• [Do this]: Count the lines below that contain the word "golden". Give only the number.

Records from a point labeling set
--

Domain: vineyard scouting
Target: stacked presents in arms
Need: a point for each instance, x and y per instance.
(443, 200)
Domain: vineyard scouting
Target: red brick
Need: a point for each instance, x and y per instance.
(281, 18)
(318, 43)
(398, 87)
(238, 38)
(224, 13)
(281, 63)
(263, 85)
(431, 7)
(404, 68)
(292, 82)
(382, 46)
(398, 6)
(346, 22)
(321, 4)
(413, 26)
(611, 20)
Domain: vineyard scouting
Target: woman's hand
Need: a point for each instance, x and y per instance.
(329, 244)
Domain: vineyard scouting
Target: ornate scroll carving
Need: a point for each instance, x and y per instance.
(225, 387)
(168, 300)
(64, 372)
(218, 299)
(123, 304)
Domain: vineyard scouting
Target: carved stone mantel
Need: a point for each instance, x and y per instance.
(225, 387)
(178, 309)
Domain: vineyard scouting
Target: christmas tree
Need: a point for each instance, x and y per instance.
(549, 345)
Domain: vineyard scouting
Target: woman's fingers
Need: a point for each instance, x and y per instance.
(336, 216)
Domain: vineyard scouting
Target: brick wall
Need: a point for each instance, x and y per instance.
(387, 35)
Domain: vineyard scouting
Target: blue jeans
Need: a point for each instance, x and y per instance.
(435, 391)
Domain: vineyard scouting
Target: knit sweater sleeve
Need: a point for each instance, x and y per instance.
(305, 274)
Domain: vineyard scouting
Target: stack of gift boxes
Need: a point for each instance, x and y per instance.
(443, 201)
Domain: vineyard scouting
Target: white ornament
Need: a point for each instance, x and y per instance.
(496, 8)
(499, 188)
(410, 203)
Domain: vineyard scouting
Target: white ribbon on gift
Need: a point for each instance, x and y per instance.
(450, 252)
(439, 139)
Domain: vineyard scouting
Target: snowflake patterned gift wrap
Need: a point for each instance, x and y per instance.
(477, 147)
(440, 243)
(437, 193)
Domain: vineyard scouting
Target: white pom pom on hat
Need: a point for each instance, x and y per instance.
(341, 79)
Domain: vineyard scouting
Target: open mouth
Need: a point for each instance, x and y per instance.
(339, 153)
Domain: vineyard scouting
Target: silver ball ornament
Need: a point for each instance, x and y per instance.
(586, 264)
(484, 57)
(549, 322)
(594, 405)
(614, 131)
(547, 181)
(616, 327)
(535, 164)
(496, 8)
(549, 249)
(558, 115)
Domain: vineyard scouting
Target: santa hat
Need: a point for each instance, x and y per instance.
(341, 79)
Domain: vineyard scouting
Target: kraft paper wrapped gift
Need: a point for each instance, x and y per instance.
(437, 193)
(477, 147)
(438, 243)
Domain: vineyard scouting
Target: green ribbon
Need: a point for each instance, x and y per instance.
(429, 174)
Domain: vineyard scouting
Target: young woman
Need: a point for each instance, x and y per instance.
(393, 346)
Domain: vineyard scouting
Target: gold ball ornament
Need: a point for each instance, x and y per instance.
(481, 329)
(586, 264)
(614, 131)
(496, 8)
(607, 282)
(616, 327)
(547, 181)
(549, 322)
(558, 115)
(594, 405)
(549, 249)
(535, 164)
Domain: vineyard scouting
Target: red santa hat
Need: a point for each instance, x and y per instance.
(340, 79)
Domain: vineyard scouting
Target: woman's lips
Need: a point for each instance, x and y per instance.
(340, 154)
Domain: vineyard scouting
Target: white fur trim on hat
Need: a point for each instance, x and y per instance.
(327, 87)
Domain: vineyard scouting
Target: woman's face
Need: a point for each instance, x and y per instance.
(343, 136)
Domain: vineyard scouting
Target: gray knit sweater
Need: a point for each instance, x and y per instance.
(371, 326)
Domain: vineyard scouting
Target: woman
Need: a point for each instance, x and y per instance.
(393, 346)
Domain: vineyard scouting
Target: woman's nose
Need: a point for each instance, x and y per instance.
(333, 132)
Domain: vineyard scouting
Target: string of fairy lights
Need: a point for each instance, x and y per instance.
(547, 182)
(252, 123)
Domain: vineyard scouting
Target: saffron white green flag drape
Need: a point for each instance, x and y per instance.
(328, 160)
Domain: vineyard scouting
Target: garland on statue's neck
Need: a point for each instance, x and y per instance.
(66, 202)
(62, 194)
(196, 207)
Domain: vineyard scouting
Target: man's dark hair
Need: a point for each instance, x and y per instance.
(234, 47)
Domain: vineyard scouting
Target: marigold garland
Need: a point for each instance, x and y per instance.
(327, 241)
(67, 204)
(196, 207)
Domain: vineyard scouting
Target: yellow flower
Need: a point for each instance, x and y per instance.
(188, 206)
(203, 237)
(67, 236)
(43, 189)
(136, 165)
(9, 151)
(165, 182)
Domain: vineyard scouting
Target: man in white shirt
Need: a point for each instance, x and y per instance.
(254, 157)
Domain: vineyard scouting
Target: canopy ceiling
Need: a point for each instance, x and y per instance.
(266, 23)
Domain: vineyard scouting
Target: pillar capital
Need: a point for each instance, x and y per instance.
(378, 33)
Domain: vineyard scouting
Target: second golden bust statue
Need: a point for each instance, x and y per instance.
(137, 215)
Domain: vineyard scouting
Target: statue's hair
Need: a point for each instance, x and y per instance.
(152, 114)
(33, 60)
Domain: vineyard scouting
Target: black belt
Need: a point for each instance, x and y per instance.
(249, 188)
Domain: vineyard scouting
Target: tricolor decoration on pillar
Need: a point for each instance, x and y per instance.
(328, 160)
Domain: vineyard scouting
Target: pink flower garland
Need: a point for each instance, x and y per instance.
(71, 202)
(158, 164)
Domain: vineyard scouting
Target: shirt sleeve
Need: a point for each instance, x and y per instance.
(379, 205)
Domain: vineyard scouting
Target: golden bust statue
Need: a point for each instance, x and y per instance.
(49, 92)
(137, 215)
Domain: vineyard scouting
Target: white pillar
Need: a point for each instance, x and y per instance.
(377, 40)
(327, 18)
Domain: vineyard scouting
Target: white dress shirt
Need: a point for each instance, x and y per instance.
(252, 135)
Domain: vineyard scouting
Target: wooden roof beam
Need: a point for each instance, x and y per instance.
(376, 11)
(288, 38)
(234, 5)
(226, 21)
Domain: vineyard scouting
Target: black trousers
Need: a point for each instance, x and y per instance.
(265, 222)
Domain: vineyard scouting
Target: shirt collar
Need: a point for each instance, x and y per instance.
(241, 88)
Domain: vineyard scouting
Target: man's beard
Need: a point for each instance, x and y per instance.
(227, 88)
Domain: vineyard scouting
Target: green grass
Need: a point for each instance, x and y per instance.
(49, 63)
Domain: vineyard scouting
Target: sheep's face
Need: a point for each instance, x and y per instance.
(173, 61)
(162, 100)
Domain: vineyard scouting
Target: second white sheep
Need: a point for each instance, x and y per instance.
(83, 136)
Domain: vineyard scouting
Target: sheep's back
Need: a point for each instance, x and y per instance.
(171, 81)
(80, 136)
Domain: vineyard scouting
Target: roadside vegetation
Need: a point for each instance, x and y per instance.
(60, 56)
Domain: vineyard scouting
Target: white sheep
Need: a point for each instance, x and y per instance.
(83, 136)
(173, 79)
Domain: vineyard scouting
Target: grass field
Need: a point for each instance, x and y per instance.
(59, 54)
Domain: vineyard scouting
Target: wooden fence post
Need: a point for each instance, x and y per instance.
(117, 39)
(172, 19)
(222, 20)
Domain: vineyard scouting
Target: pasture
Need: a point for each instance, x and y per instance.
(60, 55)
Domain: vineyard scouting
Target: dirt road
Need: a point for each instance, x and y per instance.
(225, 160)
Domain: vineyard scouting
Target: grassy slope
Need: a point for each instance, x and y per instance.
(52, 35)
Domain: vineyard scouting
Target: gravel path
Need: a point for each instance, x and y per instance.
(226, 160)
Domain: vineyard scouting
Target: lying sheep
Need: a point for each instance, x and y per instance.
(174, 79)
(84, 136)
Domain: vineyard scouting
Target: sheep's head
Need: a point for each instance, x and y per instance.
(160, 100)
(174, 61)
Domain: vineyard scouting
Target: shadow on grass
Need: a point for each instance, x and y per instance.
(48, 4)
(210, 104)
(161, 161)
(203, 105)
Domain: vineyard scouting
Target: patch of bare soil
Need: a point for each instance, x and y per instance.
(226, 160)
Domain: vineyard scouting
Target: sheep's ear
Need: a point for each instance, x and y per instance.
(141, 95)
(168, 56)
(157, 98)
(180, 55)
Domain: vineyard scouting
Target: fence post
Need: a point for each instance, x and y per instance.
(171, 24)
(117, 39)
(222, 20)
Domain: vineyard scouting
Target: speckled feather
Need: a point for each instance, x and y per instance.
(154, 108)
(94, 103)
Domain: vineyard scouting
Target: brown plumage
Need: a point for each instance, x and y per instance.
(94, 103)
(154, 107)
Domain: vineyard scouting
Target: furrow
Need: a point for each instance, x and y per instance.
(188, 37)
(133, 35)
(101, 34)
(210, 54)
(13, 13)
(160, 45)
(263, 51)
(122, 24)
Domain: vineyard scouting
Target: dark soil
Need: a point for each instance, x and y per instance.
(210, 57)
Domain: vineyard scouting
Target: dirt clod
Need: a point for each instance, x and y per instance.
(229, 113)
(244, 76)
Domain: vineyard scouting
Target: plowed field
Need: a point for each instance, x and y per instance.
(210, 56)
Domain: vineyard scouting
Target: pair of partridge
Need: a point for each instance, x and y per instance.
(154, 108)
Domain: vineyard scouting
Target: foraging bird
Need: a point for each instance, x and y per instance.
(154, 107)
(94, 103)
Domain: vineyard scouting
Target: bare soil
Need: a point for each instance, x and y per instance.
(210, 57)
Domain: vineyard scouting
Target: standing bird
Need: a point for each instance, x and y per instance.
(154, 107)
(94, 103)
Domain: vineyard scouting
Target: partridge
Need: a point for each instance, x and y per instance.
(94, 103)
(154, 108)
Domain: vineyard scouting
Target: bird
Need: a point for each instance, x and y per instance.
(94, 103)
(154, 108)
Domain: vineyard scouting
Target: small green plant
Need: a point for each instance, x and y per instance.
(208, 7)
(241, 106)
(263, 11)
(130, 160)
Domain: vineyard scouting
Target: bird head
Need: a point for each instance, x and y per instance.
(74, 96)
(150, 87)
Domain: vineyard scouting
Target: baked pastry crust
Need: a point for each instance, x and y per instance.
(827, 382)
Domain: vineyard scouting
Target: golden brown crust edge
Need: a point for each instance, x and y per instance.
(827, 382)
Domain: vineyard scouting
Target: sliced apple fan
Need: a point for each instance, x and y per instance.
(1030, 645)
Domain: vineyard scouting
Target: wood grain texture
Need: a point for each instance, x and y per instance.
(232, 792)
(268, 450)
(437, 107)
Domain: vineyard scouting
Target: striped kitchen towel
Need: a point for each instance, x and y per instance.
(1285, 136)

--

• [Solution]: 3